**TASK REQUIREMENTS**. Find "of the forested" in the data, then restate the line it sits in and every later line word for word, ending with the last line.

↓↓↓

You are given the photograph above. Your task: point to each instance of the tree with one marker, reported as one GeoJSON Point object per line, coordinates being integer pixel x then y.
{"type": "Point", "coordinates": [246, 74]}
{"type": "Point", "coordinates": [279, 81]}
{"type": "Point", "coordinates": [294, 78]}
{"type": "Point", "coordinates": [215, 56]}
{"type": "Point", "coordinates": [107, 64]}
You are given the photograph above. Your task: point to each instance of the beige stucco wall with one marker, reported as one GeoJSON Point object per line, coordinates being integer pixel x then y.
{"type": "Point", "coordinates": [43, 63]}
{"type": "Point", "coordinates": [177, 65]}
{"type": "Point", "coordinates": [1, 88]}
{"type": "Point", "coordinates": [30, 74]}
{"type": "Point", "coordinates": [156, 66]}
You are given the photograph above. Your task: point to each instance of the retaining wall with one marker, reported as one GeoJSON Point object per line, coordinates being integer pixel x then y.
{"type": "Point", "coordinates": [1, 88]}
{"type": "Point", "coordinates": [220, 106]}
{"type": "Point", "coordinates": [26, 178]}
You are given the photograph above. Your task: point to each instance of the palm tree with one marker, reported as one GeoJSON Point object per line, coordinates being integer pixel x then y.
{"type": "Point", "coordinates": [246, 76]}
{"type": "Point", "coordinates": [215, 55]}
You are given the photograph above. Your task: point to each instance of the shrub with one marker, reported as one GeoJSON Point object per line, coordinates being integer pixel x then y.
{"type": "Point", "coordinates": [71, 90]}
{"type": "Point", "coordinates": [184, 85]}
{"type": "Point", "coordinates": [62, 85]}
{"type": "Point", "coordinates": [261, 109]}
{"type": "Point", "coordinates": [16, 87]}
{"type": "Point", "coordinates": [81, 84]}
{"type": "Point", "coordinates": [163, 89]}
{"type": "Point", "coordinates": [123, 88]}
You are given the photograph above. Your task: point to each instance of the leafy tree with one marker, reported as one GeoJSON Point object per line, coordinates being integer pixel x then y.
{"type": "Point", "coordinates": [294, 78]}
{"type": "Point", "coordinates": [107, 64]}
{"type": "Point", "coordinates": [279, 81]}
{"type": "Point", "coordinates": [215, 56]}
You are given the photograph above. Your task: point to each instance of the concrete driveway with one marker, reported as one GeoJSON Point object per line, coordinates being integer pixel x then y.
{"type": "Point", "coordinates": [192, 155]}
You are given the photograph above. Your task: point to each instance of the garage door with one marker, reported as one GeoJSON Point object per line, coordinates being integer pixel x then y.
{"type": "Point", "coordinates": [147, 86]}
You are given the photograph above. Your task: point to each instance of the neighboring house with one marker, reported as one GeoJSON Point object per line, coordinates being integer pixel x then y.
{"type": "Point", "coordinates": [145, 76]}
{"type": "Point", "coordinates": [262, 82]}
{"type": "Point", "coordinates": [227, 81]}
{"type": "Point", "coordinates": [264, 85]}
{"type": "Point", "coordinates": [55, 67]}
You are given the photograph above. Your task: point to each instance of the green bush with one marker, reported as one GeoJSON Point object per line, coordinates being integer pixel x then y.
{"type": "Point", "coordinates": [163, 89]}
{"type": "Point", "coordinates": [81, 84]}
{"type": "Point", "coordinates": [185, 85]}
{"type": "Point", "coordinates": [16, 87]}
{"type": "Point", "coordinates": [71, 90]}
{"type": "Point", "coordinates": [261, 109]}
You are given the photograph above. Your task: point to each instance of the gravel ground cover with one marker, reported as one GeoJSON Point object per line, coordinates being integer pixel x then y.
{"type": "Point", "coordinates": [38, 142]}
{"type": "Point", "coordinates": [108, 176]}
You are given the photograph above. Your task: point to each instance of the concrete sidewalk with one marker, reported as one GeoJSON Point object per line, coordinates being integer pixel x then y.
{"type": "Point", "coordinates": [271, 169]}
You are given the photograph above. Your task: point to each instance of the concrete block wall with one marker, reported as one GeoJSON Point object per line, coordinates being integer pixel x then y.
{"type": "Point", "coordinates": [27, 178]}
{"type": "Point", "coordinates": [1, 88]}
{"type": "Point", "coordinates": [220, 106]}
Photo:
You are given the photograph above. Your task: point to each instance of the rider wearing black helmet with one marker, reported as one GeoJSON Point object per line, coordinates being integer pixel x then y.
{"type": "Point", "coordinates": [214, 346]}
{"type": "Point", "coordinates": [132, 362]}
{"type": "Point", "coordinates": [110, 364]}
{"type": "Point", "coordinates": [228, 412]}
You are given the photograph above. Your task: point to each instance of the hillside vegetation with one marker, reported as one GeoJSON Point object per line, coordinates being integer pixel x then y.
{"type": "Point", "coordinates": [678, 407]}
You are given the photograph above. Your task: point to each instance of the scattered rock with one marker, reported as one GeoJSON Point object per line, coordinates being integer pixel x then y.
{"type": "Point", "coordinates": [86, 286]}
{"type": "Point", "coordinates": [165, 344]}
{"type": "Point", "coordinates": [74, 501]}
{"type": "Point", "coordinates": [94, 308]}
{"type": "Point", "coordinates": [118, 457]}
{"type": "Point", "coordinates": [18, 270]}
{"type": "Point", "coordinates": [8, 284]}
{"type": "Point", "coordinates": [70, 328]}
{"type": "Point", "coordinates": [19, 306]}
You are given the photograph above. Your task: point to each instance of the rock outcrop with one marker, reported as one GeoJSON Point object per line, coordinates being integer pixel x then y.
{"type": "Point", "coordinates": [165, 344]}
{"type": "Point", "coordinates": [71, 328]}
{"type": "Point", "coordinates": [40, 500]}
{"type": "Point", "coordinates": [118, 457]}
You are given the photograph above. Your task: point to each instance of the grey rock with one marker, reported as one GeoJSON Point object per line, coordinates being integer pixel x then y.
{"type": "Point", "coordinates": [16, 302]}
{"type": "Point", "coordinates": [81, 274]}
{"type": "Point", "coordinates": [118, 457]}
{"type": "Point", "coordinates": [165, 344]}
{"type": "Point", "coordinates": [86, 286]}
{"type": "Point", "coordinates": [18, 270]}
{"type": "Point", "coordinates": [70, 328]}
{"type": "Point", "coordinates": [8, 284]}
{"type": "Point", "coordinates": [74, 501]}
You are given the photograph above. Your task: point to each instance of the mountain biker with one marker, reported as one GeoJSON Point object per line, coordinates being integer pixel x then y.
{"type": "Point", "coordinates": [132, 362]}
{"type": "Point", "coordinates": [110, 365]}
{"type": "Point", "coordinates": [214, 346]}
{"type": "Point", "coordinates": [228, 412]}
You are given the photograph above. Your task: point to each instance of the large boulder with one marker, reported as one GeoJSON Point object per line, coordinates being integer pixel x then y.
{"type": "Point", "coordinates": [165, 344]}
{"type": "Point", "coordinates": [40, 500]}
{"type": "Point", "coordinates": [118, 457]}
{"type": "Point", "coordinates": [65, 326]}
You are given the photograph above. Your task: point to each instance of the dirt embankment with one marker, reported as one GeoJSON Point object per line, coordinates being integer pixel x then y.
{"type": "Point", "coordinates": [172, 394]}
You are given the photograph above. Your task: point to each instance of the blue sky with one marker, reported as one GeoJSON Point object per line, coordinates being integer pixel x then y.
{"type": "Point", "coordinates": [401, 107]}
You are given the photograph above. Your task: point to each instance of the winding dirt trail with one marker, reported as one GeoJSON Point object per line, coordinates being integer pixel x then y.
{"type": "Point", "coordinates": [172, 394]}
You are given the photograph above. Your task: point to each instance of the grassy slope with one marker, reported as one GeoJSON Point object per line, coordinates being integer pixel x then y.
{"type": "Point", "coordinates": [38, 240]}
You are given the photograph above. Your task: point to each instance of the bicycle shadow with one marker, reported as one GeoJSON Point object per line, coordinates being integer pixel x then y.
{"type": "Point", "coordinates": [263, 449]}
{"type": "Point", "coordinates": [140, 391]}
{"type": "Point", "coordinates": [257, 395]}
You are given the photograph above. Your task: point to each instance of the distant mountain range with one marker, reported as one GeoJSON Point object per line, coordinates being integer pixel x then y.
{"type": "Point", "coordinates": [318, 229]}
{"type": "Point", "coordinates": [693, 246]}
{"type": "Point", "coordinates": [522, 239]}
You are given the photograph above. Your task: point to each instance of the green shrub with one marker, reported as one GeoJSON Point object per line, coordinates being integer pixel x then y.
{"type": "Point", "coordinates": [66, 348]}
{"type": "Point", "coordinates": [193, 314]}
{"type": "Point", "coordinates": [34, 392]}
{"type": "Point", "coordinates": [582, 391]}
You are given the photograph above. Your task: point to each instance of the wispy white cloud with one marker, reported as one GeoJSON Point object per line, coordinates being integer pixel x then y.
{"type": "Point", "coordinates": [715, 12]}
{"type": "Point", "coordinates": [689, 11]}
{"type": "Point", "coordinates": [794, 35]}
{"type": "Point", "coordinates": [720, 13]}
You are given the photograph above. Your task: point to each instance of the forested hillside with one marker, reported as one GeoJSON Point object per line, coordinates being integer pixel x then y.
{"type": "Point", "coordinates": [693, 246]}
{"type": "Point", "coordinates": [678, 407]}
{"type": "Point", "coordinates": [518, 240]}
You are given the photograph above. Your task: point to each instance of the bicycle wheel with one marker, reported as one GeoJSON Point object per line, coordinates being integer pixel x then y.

↑↑↑

**TASK SOLUTION**.
You are given the photograph above. Your task: point to each instance of the forested hillside with one marker, reported as one GeoJSON Point object per line, coordinates being integer pixel x then y.
{"type": "Point", "coordinates": [693, 246]}
{"type": "Point", "coordinates": [678, 407]}
{"type": "Point", "coordinates": [518, 240]}
You are given the photograph above. Your task: point to each instance of the bicycle wheel with one marker, reported as one GeoJSON Point object per line, coordinates being integer pixel x then y.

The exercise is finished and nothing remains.